EXERCISE OBJECTIVE
Where a line in the listing contains the string "fireplace", copy that line out.

PROVIDED ENTRIES
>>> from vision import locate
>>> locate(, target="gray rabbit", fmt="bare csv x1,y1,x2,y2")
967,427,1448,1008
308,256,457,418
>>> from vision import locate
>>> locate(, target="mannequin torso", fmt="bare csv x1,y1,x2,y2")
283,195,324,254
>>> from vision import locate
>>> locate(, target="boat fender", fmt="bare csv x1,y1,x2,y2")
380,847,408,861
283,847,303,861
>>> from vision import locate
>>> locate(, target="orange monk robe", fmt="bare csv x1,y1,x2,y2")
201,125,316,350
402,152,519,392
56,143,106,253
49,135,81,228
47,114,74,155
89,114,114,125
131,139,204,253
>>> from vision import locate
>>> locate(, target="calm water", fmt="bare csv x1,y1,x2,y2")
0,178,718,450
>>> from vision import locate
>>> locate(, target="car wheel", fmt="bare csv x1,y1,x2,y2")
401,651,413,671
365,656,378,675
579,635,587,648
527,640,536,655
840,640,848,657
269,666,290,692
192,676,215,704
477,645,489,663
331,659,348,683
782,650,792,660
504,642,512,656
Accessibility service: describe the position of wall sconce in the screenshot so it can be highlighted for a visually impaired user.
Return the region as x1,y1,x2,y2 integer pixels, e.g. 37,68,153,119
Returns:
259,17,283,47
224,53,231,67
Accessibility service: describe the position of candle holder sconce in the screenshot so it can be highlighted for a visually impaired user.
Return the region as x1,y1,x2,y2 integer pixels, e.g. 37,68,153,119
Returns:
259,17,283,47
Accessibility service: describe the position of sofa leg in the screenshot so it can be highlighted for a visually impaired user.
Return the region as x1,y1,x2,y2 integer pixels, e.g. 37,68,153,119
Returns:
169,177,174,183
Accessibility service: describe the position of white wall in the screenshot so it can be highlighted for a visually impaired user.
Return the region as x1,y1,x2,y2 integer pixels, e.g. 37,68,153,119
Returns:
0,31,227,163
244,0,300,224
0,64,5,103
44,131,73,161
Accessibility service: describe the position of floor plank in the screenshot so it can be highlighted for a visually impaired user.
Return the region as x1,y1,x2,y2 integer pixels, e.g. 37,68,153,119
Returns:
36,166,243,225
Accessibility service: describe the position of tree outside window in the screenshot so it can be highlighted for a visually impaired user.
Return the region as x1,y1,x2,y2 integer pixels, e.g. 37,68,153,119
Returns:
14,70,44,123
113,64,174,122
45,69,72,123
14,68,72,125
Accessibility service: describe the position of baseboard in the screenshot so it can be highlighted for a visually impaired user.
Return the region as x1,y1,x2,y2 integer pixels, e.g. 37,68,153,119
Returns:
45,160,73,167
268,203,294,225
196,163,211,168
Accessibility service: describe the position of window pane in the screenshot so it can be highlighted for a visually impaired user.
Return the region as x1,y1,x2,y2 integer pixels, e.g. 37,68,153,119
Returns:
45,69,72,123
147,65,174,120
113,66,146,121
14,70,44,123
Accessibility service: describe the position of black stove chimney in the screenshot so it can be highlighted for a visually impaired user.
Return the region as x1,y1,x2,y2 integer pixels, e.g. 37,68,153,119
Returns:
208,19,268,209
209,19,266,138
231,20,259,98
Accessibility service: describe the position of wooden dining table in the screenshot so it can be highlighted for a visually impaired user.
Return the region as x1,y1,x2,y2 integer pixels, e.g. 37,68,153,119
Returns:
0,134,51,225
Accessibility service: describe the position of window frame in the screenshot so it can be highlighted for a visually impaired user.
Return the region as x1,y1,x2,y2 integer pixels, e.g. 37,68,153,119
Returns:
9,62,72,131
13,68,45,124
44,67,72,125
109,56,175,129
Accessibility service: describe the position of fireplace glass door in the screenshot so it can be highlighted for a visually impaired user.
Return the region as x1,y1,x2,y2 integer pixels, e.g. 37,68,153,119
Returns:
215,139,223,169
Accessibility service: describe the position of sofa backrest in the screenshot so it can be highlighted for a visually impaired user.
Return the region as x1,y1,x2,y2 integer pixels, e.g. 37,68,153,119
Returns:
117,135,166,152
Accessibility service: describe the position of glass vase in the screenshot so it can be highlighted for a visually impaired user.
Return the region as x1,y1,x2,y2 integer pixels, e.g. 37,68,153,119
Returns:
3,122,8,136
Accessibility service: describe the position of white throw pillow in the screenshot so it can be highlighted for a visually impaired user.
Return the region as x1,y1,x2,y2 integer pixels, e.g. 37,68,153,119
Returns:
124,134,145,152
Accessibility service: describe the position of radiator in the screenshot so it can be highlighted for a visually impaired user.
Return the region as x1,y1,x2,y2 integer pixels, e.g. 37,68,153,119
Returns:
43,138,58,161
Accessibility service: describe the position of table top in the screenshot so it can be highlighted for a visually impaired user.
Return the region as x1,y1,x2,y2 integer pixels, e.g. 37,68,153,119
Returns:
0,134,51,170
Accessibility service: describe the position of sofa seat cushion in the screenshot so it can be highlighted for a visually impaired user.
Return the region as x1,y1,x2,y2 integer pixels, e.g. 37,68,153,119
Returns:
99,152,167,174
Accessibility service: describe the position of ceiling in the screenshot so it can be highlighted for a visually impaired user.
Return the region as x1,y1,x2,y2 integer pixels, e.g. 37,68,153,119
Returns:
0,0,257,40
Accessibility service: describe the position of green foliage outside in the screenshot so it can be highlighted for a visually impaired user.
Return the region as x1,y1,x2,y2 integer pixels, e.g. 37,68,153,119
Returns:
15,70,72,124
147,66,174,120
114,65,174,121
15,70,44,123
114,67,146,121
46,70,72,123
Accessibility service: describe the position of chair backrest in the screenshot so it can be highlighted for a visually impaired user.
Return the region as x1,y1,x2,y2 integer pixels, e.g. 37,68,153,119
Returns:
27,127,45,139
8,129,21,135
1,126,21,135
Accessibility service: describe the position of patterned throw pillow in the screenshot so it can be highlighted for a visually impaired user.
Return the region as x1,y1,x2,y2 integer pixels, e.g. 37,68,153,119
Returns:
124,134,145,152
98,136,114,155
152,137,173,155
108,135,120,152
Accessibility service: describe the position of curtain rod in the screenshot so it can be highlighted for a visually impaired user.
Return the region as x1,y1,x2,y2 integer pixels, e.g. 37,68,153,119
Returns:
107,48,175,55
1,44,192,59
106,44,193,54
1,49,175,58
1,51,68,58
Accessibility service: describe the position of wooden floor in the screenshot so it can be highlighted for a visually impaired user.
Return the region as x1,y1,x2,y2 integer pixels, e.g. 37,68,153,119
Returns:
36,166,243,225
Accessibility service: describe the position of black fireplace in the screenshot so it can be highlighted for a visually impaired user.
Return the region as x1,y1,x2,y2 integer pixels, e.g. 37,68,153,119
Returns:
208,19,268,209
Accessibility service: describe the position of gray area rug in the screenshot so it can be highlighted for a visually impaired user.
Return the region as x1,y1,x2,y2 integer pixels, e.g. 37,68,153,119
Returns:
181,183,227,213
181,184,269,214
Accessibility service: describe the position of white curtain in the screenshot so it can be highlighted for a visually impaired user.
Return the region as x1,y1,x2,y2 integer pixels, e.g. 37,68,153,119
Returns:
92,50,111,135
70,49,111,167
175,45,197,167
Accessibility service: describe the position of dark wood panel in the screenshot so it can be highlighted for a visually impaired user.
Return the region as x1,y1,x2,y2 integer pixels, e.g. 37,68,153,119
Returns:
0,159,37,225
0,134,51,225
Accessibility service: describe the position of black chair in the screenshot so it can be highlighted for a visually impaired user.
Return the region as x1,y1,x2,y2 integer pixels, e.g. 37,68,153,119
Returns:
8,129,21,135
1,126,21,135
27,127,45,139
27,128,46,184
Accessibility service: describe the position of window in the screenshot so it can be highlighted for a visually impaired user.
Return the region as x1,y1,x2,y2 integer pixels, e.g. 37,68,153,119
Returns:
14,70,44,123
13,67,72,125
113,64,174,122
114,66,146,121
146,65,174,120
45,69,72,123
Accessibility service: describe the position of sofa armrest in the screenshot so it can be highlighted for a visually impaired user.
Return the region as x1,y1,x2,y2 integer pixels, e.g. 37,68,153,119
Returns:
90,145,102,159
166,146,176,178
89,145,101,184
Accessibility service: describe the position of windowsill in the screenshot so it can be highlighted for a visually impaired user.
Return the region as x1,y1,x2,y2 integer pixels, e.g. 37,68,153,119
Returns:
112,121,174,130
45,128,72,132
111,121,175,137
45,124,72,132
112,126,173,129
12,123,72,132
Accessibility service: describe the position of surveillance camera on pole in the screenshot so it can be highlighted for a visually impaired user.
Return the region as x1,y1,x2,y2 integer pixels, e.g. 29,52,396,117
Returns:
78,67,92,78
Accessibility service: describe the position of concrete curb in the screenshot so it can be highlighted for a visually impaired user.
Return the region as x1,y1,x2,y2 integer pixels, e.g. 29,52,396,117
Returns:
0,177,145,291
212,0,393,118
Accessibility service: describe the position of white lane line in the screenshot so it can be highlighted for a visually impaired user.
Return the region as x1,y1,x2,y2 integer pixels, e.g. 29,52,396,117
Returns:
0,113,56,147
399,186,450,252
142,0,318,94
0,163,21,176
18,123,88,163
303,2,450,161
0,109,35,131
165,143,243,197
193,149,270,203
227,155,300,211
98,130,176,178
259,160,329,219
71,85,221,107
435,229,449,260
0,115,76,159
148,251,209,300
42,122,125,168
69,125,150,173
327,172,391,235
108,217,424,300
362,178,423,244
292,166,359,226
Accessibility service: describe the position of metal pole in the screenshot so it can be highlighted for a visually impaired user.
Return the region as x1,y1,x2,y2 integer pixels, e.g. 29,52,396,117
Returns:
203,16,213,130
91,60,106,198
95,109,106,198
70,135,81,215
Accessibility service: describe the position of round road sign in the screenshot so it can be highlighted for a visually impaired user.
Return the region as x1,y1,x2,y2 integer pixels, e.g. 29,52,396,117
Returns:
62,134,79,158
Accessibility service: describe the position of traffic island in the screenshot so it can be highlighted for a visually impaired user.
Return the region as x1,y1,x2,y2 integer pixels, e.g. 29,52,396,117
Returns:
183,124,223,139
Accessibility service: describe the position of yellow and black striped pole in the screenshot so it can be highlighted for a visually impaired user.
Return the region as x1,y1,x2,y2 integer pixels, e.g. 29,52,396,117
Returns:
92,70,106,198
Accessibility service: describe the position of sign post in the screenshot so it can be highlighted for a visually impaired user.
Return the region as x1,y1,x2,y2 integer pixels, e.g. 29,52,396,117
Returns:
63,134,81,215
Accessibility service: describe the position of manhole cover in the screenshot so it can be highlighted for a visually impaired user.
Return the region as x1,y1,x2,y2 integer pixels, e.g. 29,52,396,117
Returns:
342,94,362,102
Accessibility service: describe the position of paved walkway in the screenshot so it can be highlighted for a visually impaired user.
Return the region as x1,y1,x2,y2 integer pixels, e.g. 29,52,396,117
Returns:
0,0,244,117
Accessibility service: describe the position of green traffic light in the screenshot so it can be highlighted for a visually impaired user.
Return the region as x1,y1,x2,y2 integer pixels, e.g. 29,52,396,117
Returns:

ANSWER FOR THE TASK
Accessibility service: describe the position of fireplace glass door in the screenshot so it can be highlighted for a visually impaired user.
Accessibility service: describe the position of black fireplace in the screenshot so it can be highlighted for a visually impaired user.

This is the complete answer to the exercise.